* [TASKS TO PERFORM]
**a.** Edit the article on unlicensed gun sales from "U.S. District Judge" to "Uvalde school shooting.", inclusive, replacing "flea markets" with "swap meets".
**b.** In the article on unlicensed gun sales, which four states challenged the new federal rule?
**c.** Summarize the article on unlicensed gun sales in two sentences.

___ PASSAGE PROVIDED ___

News
Unlicensed Gun Sales: Federal Judge Blocks Expanded Regulation
DALLAS, Texas – Last week, a federal judge in Texas blocked an expanded regulation that requires gun sellers – including individuals – to conduct background checks in four states.
Louisiana, Mississippi, Texas, and Utah challenged the new federal rule, arguing it would essentially criminalize unlicensed gun sales between individuals if the seller offers additional guns for sale.
“Engaged in the business”
U.S. District Judge Matthew Kacsmaryk issued a preliminary injunction, stopping the Bureau of Alcohol, Tobacco, Firearms, and Explosives (ATF) from enforcing new rules that expand background checks to individuals, gun shows, flea markets, and more. These rules use a 2022 law signed by President Joe Biden following the Uvalde school shooting.
“They cannot engage in lawful, noncommercial conduct without fear of prosecution,” Judge Kacsmaryk wrote in his opinion. “They cannot collect firearms for personal defense while enjoying statutory protection. Nor can they dispose of firearms from their personal collections for fear of being presumed ‘engaged in the business.’”
He added that the new rule would require “firearms owners to prove innocence rather than the government proving guilt.”

___ INFORMATION PROVIDED ___

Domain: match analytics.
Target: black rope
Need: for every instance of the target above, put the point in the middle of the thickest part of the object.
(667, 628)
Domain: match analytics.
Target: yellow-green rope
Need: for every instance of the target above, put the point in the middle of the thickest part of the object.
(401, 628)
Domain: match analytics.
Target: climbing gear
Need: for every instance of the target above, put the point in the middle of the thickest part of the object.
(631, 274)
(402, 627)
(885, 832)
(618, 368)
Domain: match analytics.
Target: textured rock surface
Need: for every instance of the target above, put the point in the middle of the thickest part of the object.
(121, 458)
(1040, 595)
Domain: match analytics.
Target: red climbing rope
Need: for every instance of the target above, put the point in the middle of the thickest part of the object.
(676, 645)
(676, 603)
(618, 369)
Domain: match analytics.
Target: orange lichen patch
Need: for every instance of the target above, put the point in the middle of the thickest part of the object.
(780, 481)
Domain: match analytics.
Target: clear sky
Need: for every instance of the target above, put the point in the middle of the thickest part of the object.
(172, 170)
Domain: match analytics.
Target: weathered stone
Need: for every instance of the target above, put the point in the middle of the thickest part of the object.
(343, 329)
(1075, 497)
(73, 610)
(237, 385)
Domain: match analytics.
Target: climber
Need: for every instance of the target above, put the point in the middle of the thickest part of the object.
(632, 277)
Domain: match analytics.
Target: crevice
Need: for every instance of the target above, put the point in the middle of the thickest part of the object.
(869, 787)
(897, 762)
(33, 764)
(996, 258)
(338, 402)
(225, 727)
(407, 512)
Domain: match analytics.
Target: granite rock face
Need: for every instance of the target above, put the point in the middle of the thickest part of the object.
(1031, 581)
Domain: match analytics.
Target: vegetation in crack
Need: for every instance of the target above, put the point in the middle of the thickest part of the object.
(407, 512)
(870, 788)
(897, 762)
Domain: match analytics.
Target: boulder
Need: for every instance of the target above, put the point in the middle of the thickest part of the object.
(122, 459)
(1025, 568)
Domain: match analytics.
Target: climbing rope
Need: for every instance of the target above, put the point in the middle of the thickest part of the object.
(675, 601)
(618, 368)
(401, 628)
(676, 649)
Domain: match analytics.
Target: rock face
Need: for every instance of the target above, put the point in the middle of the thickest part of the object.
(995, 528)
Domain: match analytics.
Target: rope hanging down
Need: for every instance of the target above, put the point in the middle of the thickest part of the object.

___

* [SOLUTIONS TO THE PROBLEMS]
**a.**
U.S. District Judge Matthew Kacsmaryk issued a preliminary injunction, stopping the Bureau of Alcohol, Tobacco, Firearms, and Explosives (ATF) from enforcing new rules that expand background checks to individuals, gun shows, swap meets, and more. These rules use a 2022 law signed by President Joe Biden following the Uvalde school shooting.

**b.** Louisiana, Mississippi, Texas, and Utah.

**c.** U.S. District Judge Matthew Kacsmaryk issued a preliminary injunction stopping the ATF from enforcing new rules that expand background checks to individuals, gun shows, flea markets, and more in Louisiana, Mississippi, Texas, and Utah, which had challenged the rule. In his opinion, he wrote that the rule would keep people from lawful, noncommercial conduct without fear of prosecution and would require firearms owners to prove innocence rather than the government proving guilt.